Start of PASSAGE TO READ

RIA News Agency, Tycoons Added To Ukraine Sanctions List

Kirill Vyshinsky, the head of RIA Novosti's branch in Ukraine, was detained in Kyiv on May 15. (file photo)
Kirill Vyshinsky, the head of RIA Novosti's branch in Ukraine, was detained in Kyiv on May 15. (file photo)

Ukraine has banned Russia's state news agency RIA Novosti, according to a recently expanded list of prominent Russians and entities subjected to Ukrainian sanctions.

The updated list published on May 24 contains 1,748 individuals and 756 legal entities -- up from 1,228 individuals and 468 legal entities one year ago.

Ukrainian President Petro Poroshenko signed a decree on May 14 expanding the sanctions to mirror those of the United States, but the document posted three days later on his website did not carry any names.

According to the new sanctions list by Ukraine’s National Security and Defense Council, the RIA Novosti office and the Interselekt company, which carried out all the agency's economic activities in Kyiv, are banned for three years.

Sanctions include the blocking of assets, limiting or stopping the provision of telecommunications services, and blocking access to their website

The new sanctions were "an indicator of the impotence" of the current Ukrainian "regime," said Dmitry Kiselev, the director of the public media conglomerate Rossia Segodnya, the parent company of RIA Novosti.

On May 17, a Ukrainian court ordered the head of RIA Novosti's branch in Ukraine held for two months on charges of high treason in a case that drew angry criticism from Moscow and expressions of concern from media watchdogs.

Kirill Vyshinsky was detained in Kyiv two days earlier by the Ukrainian Security Service (SBU), and his apartment and the news outlet's office were searched.

End of PASSAGE TO READ

◆ **EXERCISE INSTRUCTIONS**
**a)** According to the article on Ukraine's sanctions against RIA Novosti, how many individuals and legal entities are on the updated list published on May 24?
**b)** Resume the article on Ukraine's sanctions against RIA Novosti, picking up directly after its final sentence.

Start of ENTRIES

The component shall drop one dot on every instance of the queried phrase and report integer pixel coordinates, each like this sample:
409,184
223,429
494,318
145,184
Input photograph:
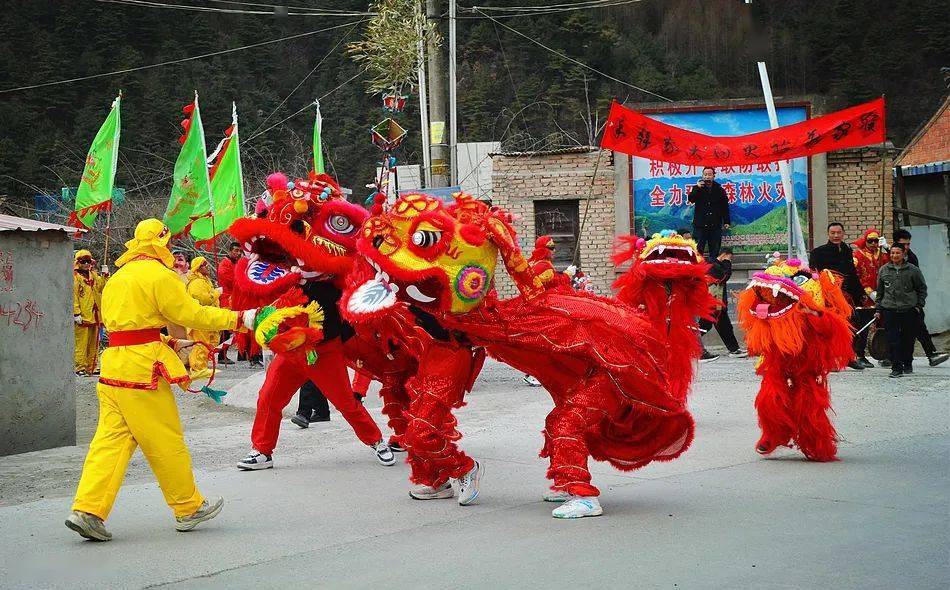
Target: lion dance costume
136,404
298,251
434,267
797,321
668,280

End of ENTRIES

◆ **RESPONSES FOR EACH TASK**
**a)** 1,748 individuals and 756 legal entities.

**b)**
The SBU accused RIA Novosti Ukraine of participating in a "hybrid information war" waged by Russia against Ukraine.

SBU officials said Vyshinsky, who has dual Russian-Ukrainian citizenship, received financial support from Russia via other media companies registered in Ukraine in order to disguise links between RIA Novosti Ukraine and Rossia Segodnya.

Ukraine's expanded sanctions list also includes aluminum magnate Oleg Deripaska, Aleksei Miller, CEO of Russia's state-owned gas giant Gazprom, tycoon Viktor Vekselberg, the main owner of the Renova holding group, as well as Igor Rotenberg -- the son of billionaire Arkady Rotenberg, a close friend of President Vladimir Putin -- gold magnate Suleiman Kerimov, and oil tycoon Vladimir Bogdanov.

Restrictions on Deripaska could affect the operation of his Mykolaiv Alumina plant in southern Ukraine -- one of the largest assets of his Rusal aluminum firm.

Kyiv first slapped sanctions on Russian firms and entities after Moscow's annexation of Ukraine's Crimean Peninsula in March 2014 and its support for separatists in eastern Ukraine.

More than 10,300 people have been killed in the fighting between the separatists and Ukrainian government troops since it broke out in April 2014.